Saved items from a collection:
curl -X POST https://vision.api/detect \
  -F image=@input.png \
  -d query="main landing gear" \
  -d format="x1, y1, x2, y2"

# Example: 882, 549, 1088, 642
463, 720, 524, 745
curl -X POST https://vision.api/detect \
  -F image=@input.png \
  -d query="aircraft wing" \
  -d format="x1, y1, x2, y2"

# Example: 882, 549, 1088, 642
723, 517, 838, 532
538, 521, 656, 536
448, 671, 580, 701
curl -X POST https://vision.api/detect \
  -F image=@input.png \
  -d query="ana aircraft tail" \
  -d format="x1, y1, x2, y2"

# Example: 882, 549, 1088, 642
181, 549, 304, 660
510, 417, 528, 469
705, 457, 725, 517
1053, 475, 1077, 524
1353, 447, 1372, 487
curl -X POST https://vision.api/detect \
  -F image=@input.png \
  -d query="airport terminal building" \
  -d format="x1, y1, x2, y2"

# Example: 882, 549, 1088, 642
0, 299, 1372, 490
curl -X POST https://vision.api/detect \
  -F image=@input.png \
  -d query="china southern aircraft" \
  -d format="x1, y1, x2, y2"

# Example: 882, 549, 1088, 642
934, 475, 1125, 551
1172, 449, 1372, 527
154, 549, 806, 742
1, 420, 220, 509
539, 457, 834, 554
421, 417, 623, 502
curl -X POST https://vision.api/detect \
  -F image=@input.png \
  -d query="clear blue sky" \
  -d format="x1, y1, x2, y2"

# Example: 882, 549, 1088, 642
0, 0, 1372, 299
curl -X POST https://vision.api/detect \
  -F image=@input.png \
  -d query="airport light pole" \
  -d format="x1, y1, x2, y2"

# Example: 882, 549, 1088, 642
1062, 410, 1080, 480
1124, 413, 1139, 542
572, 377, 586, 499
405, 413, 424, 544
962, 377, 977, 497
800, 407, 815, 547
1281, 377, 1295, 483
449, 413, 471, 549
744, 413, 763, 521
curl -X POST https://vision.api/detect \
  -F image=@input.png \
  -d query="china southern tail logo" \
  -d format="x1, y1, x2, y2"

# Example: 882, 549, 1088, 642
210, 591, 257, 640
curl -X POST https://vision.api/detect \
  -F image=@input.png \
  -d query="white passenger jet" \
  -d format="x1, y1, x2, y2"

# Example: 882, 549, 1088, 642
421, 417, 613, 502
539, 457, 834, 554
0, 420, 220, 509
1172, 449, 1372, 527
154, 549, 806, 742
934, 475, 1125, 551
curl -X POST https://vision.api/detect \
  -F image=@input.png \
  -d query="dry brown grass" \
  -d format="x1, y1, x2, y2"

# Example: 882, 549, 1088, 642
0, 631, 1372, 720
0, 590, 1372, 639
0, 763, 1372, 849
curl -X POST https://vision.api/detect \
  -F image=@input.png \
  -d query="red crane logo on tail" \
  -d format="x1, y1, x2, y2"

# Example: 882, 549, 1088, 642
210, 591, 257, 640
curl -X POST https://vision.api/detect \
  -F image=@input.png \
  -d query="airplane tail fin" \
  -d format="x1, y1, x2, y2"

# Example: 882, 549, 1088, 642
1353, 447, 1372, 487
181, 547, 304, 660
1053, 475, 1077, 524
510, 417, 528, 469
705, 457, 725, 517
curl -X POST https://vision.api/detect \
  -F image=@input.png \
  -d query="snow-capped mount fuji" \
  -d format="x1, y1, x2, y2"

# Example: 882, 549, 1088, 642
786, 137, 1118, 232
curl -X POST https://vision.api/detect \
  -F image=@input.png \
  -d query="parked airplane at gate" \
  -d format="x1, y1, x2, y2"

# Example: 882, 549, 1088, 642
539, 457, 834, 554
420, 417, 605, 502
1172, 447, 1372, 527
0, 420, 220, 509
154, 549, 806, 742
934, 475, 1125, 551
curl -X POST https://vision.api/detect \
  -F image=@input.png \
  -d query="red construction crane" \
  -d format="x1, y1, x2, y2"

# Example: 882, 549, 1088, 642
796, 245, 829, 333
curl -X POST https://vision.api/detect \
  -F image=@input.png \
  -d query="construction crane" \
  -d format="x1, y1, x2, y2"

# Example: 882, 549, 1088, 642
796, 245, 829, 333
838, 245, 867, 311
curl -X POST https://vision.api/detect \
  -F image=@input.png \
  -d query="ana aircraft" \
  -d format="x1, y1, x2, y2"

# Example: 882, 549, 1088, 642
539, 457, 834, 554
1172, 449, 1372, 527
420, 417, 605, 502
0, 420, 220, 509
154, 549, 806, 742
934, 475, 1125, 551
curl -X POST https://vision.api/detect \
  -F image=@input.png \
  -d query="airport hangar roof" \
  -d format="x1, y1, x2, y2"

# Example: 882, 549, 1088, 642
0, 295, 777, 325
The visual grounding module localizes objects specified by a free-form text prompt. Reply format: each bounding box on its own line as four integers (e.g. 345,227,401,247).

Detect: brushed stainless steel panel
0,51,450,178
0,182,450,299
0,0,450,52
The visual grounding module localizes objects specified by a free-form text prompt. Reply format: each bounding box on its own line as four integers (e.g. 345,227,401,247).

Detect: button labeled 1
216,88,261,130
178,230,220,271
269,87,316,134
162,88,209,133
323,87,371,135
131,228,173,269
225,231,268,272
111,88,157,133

### WORK INSTRUCTIONS
Quote the entries verbatim, from the first line through the line containing "0, 299, 1372, 490", with both ends included.

### SOLUTION FOR THIS EXERCISE
curl -X POST https://vision.api/detect \
  -F image=@input.png \
  -d query="main landing gear" \
  -d format="x1, y1, x2, y2"

# Example: 882, 549, 1088, 642
463, 720, 524, 745
curl -X POST https://vision.api/detect \
  -F image=@input.png \
  -d query="aircraft wing" \
  -d format="x1, y1, x2, y2"

# Example: 882, 549, 1088, 642
723, 517, 838, 532
538, 521, 656, 536
448, 671, 580, 701
curl -X POST https://vision.api/detect \
  -F image=@input.png \
  -d query="ana aircraft tail" \
  -d format="x1, y1, x2, y2"

# Example: 882, 549, 1088, 642
181, 549, 304, 660
510, 417, 528, 469
705, 457, 725, 517
1053, 475, 1077, 524
1353, 447, 1372, 487
curl -X POST https://vision.api/detect \
  -F image=@input.png \
  -d query="airport terminal building" \
  -d format="x1, y1, x2, y2"

# Example: 882, 549, 1088, 642
0, 299, 1372, 490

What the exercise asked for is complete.